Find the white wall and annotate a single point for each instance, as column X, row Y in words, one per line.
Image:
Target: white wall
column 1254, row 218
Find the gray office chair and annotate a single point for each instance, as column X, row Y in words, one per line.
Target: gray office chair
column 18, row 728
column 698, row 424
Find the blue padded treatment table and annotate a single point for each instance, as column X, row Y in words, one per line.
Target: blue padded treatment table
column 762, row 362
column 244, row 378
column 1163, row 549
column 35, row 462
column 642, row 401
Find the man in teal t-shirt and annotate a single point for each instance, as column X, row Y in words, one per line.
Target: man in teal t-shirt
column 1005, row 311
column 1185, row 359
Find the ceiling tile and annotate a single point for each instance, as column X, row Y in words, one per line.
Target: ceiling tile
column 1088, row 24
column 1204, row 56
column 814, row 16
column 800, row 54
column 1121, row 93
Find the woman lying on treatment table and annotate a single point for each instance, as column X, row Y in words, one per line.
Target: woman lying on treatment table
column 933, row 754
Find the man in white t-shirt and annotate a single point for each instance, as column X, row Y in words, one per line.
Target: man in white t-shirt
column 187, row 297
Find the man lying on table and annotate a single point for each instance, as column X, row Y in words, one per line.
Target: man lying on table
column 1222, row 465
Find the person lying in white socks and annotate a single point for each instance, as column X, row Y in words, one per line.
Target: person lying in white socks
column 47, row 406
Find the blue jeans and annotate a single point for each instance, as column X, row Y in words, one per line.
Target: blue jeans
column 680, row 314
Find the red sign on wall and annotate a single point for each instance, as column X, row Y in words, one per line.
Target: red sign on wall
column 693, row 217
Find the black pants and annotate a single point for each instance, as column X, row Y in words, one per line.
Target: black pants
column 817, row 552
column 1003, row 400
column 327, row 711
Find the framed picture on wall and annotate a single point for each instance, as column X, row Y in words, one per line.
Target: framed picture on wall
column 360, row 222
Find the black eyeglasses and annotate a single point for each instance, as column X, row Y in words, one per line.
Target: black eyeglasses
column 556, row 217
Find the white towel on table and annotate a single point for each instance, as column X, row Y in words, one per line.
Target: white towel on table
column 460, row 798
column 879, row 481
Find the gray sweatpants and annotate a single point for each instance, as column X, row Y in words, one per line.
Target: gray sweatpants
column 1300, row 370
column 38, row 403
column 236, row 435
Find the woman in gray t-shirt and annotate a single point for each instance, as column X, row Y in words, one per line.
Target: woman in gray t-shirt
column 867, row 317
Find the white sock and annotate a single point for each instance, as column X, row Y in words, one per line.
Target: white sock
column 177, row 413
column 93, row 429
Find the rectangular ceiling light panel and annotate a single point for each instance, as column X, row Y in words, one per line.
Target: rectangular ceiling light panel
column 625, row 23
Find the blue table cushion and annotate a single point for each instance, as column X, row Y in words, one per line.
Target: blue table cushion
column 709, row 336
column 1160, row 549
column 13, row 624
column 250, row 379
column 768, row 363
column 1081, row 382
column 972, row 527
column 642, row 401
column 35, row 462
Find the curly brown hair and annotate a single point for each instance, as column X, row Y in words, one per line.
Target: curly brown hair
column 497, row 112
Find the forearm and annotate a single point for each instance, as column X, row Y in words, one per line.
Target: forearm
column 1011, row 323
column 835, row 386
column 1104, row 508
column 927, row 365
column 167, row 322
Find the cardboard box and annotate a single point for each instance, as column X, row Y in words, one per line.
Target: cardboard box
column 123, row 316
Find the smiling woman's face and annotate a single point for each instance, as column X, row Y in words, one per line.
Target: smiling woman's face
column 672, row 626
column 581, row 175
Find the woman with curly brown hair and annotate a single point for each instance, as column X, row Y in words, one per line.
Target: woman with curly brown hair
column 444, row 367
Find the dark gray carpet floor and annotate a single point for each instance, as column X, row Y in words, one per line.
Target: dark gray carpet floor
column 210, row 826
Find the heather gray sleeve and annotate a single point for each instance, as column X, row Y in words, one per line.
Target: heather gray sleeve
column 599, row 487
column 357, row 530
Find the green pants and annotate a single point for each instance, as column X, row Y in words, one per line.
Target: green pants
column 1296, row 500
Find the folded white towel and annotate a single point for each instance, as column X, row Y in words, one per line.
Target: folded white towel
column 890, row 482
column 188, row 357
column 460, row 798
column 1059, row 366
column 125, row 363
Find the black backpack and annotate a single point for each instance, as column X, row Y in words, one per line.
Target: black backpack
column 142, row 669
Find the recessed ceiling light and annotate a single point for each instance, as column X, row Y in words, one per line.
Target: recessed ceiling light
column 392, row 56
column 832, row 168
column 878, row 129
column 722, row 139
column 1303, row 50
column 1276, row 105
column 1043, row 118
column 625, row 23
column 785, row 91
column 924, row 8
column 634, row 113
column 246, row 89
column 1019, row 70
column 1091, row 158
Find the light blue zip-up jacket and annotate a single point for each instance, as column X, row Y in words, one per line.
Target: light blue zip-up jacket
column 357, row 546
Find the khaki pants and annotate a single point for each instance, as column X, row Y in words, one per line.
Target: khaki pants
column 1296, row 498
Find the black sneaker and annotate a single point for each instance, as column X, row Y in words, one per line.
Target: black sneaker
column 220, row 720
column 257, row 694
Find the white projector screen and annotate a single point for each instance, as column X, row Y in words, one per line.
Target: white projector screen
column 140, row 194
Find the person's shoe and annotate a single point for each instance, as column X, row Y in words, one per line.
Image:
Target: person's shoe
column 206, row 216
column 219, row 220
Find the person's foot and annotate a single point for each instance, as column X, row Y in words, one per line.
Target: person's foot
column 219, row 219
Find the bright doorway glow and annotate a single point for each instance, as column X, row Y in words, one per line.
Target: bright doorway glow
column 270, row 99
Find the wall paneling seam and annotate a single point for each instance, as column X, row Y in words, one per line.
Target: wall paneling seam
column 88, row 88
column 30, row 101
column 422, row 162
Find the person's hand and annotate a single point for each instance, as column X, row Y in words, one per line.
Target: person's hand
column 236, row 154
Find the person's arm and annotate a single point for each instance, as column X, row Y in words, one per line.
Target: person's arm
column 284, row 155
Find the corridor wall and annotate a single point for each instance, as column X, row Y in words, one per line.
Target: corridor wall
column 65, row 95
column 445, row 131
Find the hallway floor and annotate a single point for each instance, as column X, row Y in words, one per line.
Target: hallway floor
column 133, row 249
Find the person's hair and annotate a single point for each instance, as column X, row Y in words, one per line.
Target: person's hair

AIM OF THE EXERCISE: Without any alteration, the preceding material should be retyped in full.

ANSWER SECTION:
Find the white wall and annotate a single point for each instance, as column X, row Y in words, one per line.
Image:
Target: white wall
column 1254, row 218
Find the gray office chair and annotate a single point for each instance, as column X, row Y in words, one per line.
Target: gray office chair
column 18, row 728
column 698, row 424
Find the blue padded treatment table and annotate a single point for each instance, as column X, row Y in words, one per line.
Target: blue padded treatment table
column 762, row 362
column 244, row 378
column 1163, row 549
column 35, row 462
column 642, row 401
Find the man in teal t-shirt and annotate a single point for each instance, as column X, row Y in words, one per line.
Target: man in teal t-shirt
column 1005, row 311
column 1185, row 359
Find the ceiling tile and annotate a single point for each instance, as column X, row Y in words, one per line.
Target: ceiling tile
column 1088, row 24
column 1204, row 56
column 814, row 16
column 800, row 54
column 1121, row 93
Find the woman lying on treatment table and annotate a single point for each instance, as column X, row Y in words, one per line.
Target: woman lying on treatment table
column 933, row 754
Find the man in white t-shirt and annotate a single point for each instance, as column X, row Y in words, one per line.
Target: man in white t-shirt
column 187, row 297
Find the man lying on table and annotate a single point for each instance, as column X, row Y in words, one per line.
Target: man lying on table
column 1222, row 465
Find the person lying in white socks and annotate a single point for each instance, as column X, row Y in words, one per line.
Target: person lying in white socks
column 47, row 406
Find the blue jeans and annotate a single point for each instance, as column X, row Y in words, one per line.
Target: blue jeans
column 680, row 314
Find the red sign on wall and annotate a single point for each instance, as column X, row Y in words, one per line.
Target: red sign on wall
column 693, row 217
Find the black pants and annotate a single point for each instance, as column X, row Y in words, one per line.
Target: black pants
column 817, row 552
column 1003, row 400
column 327, row 711
Find the framed picture on wall and annotate a single point for each instance, as column X, row Y in words, one per line.
Target: framed picture on wall
column 360, row 222
Find the black eyeglasses and annotate a single point for each instance, as column X, row Y in words, one per line.
Target: black eyeglasses
column 556, row 217
Find the white towel on table and annotate a single point for each instance, as column X, row Y in words, one per line.
Target: white towel on table
column 460, row 798
column 879, row 481
Find the gray sweatpants and annotate a single point for each instance, as column X, row Y in words, one per line.
Target: gray sweatpants
column 1300, row 370
column 38, row 403
column 236, row 435
Find the woman in gray t-shirt and annotate a single point for each instance, as column X, row Y in words, one per line.
Target: woman in gray t-shirt
column 867, row 317
Find the white sock and annotate a single point for each instance, as column X, row Y in words, one per line.
Target: white sock
column 177, row 413
column 93, row 429
Find the rectangular ceiling light panel and annotate a single point for each instance, as column X, row Y in words, one per line.
Target: rectangular ceiling light panel
column 625, row 23
Find the blue table cushion and annotate a single point for each instance, as column X, row Y in words, one per line.
Target: blue table cushion
column 709, row 336
column 1160, row 549
column 13, row 624
column 250, row 379
column 768, row 363
column 1081, row 382
column 972, row 527
column 642, row 401
column 35, row 462
Find the curly brown hair and annotate a single point for each instance, as column X, row Y in words, one per line.
Target: curly brown hair
column 497, row 112
Find the forearm and annotate a single point for each instance, as column X, row Y in words, one per line.
Target: forearm
column 1011, row 323
column 835, row 386
column 1104, row 508
column 927, row 365
column 167, row 322
Find the cardboard box and annotate a single point for each instance, as column X, row Y in words, one per line.
Target: cardboard box
column 123, row 316
Find the smiling woman's face and annotate a single point for each instance, as column X, row Y in words, one per line.
Target: smiling woman's face
column 672, row 626
column 581, row 175
Find the woman with curly brown hair and annotate a single point for each instance, as column X, row Y in words, one per line.
Target: woman with curly brown hair
column 444, row 367
Find the dark gray carpet floor and annotate a single point for each instance, as column X, row Y in words, one per line.
Target: dark gray carpet floor
column 210, row 826
Find the heather gray sleeve and annotate a single point for each instance, as column X, row Y in words, one per line.
Target: heather gray sleeve
column 599, row 487
column 357, row 530
Find the green pants and annotate a single point for each instance, as column X, row Y in words, one per line.
Target: green pants
column 1296, row 500
Find the folded white towel and annotate a single point for each instance, as column X, row Y in words, one per line.
Target: folded white towel
column 890, row 482
column 188, row 357
column 460, row 798
column 1059, row 366
column 125, row 363
Find the black backpack and annotate a single point for each instance, as column X, row Y in words, one per line.
Target: black backpack
column 142, row 669
Find the recessed ceiling light and annotate a single point for each instance, as column X, row Y in words, one per line.
Target: recessed ceiling light
column 392, row 56
column 832, row 168
column 878, row 129
column 722, row 139
column 1303, row 50
column 1276, row 105
column 1043, row 118
column 625, row 23
column 785, row 91
column 924, row 8
column 634, row 113
column 246, row 89
column 1019, row 70
column 1091, row 158
Find the light blue zip-up jacket and annotate a single point for each instance, as column X, row Y in words, one per line.
Target: light blue zip-up jacket
column 357, row 546
Find the khaki pants and annotate a single point for each instance, as column X, row Y in words, one per line.
Target: khaki pants
column 1296, row 498
Find the black sneaker and annotate a single point for each instance, as column X, row Y in words, one per line.
Target: black sneaker
column 220, row 720
column 257, row 694
Find the white projector screen and annotate a single point for each instance, as column X, row Y in words, one per line.
Target: white projector screen
column 140, row 194
Find the person's shoe and annotate a single point for each instance, as column X, row Y in words, one per line.
Image:
Target: person's shoe
column 206, row 216
column 219, row 220
Find the person's foot and annotate a single point for each instance, as column X, row Y in words, one per line.
Target: person's foot
column 219, row 219
Find the bright doorway glow and annotate a single point for each instance, as column X, row Y in words, one per line.
Target: bright doorway glow
column 270, row 99
Find the wall paneling seam and annotate a single point for each instance, as column X, row Y in words, one per line.
Target: wall paneling seam
column 88, row 88
column 30, row 101
column 422, row 162
Find the person's hand and annotate a single point for each instance, as column X, row Y in words, one per line.
Target: person's hand
column 236, row 154
Find the person's arm and annotate a single point for each instance, as column X, row Y in words, one per line.
Target: person's arm
column 284, row 155
Find the corridor wall and annotate a single point for each instance, as column X, row Y in words, one per line.
Target: corridor wall
column 65, row 95
column 445, row 131
Find the hallway floor and annotate a single point for each instance, as column X, row Y in words, one per line.
Target: hallway floor
column 133, row 249
Find the person's hair and annotate a single point for each instance, as column X, row Y in words, one per line.
Target: person's hair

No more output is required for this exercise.